## WHAT YOU SHOULD DO
Return each line in the records below that contains the string "wall". Case counts.

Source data
======

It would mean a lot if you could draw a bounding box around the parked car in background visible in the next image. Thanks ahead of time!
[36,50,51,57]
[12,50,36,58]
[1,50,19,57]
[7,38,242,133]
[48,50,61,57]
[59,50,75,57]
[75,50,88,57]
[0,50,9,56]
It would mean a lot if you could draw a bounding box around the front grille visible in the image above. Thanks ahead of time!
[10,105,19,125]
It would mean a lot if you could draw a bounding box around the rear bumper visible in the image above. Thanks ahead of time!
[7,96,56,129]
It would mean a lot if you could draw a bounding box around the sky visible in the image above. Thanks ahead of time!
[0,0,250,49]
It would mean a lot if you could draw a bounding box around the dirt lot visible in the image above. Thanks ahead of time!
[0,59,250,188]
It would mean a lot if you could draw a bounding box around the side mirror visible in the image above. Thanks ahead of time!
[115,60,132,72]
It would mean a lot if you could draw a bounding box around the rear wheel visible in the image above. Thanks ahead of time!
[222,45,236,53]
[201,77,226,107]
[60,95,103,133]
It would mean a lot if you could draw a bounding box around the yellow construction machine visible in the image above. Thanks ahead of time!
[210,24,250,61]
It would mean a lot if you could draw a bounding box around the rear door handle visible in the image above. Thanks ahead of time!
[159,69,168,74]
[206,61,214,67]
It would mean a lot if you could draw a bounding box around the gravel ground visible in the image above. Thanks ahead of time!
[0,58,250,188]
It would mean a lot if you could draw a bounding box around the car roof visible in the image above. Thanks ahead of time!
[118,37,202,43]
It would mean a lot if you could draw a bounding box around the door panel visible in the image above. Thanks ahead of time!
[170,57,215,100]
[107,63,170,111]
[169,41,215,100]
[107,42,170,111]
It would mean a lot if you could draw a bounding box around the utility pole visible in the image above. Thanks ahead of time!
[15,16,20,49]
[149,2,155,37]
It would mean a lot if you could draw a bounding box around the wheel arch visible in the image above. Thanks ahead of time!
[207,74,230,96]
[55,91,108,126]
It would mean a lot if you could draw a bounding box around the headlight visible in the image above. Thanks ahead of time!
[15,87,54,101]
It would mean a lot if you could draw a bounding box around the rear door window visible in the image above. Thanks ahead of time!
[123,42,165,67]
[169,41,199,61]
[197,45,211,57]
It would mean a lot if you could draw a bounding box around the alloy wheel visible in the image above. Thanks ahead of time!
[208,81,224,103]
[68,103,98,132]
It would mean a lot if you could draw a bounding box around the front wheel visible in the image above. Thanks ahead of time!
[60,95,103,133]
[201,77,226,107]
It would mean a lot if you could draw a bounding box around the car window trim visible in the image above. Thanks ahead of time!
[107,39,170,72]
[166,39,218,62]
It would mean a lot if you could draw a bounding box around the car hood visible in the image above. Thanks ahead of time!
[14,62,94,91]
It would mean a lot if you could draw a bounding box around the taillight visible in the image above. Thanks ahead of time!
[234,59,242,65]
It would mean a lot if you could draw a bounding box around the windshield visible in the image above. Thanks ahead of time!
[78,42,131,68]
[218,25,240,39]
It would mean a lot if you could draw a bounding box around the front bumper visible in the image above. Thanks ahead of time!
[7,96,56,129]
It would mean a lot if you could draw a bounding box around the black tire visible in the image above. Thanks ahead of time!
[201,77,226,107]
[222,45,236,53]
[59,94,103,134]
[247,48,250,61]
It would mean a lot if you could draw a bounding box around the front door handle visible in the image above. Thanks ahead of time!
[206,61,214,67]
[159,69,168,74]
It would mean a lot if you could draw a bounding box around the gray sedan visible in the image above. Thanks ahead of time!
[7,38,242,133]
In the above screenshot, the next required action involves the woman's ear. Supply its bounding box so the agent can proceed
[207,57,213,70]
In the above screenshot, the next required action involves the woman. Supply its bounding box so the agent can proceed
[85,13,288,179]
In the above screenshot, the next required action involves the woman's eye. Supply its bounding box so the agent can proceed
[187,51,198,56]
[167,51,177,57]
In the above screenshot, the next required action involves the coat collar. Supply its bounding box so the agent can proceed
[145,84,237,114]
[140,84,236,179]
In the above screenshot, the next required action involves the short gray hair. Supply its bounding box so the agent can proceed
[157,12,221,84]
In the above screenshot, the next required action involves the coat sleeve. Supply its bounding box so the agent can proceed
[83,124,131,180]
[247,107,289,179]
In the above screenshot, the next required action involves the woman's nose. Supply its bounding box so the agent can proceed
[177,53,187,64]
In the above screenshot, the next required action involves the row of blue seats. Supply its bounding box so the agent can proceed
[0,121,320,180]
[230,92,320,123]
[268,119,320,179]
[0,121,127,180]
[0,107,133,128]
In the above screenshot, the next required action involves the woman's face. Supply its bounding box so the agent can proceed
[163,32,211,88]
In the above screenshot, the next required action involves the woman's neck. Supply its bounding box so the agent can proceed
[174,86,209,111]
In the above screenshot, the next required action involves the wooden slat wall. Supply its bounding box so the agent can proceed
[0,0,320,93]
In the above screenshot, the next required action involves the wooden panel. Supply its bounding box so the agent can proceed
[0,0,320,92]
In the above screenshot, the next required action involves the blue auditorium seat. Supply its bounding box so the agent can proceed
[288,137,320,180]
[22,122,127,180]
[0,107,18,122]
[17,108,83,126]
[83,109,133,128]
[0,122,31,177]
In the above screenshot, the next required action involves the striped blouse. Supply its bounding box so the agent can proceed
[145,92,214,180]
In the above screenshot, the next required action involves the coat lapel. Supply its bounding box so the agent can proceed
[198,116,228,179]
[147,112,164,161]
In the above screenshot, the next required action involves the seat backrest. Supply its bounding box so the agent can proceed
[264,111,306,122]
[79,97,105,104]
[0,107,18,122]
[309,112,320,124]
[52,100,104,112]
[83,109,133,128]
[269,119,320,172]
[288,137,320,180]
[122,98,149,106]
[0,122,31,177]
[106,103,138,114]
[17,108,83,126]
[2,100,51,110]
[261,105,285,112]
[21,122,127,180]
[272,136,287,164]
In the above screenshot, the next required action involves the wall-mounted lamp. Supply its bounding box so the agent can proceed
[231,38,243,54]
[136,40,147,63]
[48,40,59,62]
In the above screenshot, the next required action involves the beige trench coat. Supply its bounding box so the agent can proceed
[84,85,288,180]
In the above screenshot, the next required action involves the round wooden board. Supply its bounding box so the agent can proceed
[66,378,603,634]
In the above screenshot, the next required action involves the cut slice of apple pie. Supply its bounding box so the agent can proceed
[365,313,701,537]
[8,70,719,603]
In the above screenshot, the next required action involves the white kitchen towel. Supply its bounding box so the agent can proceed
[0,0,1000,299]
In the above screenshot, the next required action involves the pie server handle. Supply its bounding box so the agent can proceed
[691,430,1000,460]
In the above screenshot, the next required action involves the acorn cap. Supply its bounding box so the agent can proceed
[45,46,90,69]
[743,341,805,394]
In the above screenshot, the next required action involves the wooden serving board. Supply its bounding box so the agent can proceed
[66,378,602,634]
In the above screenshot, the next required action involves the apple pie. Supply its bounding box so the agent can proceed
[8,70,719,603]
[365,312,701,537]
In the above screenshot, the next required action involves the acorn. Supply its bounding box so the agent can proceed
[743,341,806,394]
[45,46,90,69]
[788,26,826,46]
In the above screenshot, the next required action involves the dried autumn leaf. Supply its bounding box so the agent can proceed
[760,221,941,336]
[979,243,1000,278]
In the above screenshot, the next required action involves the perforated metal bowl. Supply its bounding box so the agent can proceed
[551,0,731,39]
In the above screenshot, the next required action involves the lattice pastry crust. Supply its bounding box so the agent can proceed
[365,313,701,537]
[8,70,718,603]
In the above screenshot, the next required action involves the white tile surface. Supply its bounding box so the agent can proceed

======

## SOLUTION FOR THIS EXERCISE
In the above screenshot, the next required action involves the wooden slat wall. Supply its bounding box so the agent can proceed
In the above screenshot, the next required action involves the wall-mounted lamp. Supply its bounding box so the agent can proceed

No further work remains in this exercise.